» **Instructions to follow**
Print every entry below exactly, leaving out the pictures.

» **Provided records**
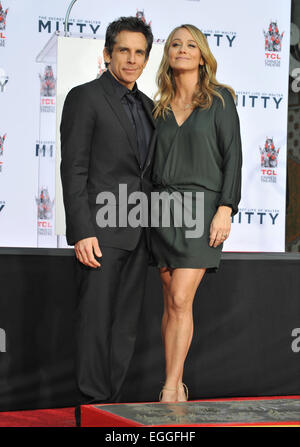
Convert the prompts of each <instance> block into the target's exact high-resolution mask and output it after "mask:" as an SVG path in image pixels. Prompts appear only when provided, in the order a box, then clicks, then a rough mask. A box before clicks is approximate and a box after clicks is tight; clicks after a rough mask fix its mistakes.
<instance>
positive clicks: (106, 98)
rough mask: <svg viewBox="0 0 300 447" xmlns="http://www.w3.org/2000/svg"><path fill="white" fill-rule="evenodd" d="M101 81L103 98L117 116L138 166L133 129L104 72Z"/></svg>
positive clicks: (136, 151) (123, 109)
mask: <svg viewBox="0 0 300 447" xmlns="http://www.w3.org/2000/svg"><path fill="white" fill-rule="evenodd" d="M100 81H101V87H102V90H103V93H104V96H105V98H106V99H107V101H108V103H109V104H110V106H111V108H112V110H113V112H114V113H115V115H116V116H117V118H118V119H119V121H120V124H121V126H122V127H123V129H124V130H125V132H126V134H127V137H128V140H129V143H130V146H131V148H132V150H133V152H134V154H135V156H136V158H137V161H138V164H139V165H140V156H139V152H138V147H137V141H136V134H135V131H134V128H133V126H132V124H131V122H130V120H129V118H128V116H127V114H126V112H125V110H124V107H123V104H122V103H121V101H120V100H119V98H118V97H117V96H116V94H115V90H114V88H113V86H112V83H111V82H110V80H109V78H108V75H107V73H106V72H104V73H103V75H102V76H101V77H100V78H99V82H100Z"/></svg>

» **Solution to this exercise**
Convert the prompts of each <instance> block into the target's exact high-resolution mask and output it after "mask:" as an SVG path in image pixels. Prompts appear only when provided, in the order a box, then clicks, then a rough mask. A box before clicks is approximate and a box after clicks is tight; clicks after a rough mask fix its mistakes.
<instance>
positive clicks: (106, 98)
rough mask: <svg viewBox="0 0 300 447" xmlns="http://www.w3.org/2000/svg"><path fill="white" fill-rule="evenodd" d="M101 81L103 98L117 116L138 166L133 129L104 72Z"/></svg>
positive clicks: (136, 151) (123, 109)
mask: <svg viewBox="0 0 300 447" xmlns="http://www.w3.org/2000/svg"><path fill="white" fill-rule="evenodd" d="M100 81H101V87H102V90H103V93H104V96H105V98H106V99H107V101H108V103H109V104H110V106H111V108H112V110H113V112H114V113H115V115H116V116H117V118H118V119H119V121H120V124H121V126H122V127H123V129H124V130H125V132H126V134H127V137H128V140H129V143H130V146H131V148H132V150H133V152H134V154H135V156H136V158H137V161H138V164H139V165H140V156H139V152H138V147H137V141H136V134H135V131H134V128H133V126H132V124H131V122H130V120H129V118H128V116H127V114H126V112H125V110H124V107H123V104H122V103H121V101H120V100H119V98H118V97H117V96H116V94H115V90H114V88H113V86H112V83H111V82H110V80H109V78H108V75H107V73H106V72H104V73H103V75H102V76H101V77H100V78H99V82H100Z"/></svg>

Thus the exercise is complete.